WHAT YOU ARE ASKED TO DO: When the word "arcade" appears in a line of the data below, list that line.

GIVEN DATA:
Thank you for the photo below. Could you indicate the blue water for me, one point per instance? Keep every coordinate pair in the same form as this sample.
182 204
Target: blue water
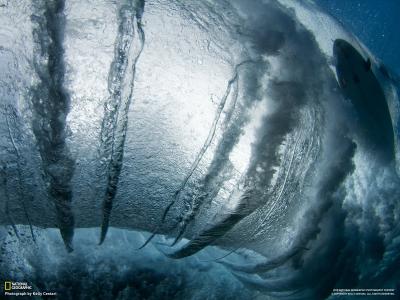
375 22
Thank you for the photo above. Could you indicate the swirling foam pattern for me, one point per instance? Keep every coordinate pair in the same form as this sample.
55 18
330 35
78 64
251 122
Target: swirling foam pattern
258 139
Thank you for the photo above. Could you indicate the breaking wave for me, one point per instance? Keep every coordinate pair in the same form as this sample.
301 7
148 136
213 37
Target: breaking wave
259 141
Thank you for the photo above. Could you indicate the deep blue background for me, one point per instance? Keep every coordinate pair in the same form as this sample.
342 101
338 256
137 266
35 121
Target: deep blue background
375 22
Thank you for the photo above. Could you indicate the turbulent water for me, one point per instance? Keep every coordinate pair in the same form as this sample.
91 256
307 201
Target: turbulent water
195 149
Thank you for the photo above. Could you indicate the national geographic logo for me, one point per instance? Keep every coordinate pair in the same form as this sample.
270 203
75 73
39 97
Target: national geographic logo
16 286
12 288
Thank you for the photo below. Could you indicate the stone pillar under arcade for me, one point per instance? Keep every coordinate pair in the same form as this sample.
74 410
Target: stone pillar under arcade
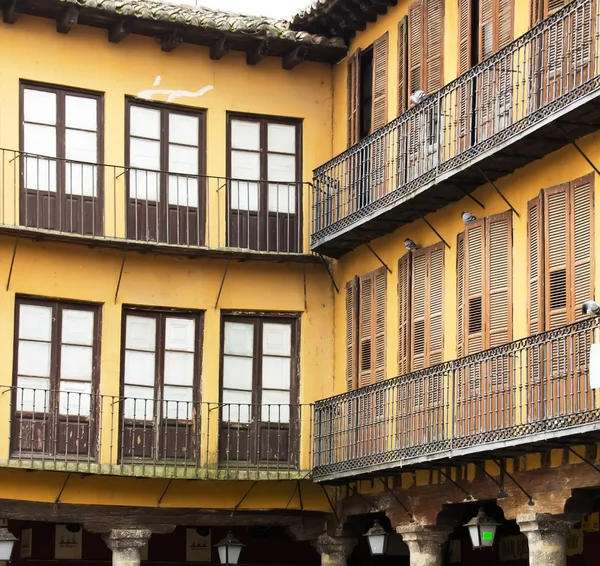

RESPONSE TO THIS TASK:
Thank you for the photo below. Could you indicate the stone pillar under arcade for me, one point per instance? Keep every coordinate pair in the same form as this sample.
Target: stone pillar under arcade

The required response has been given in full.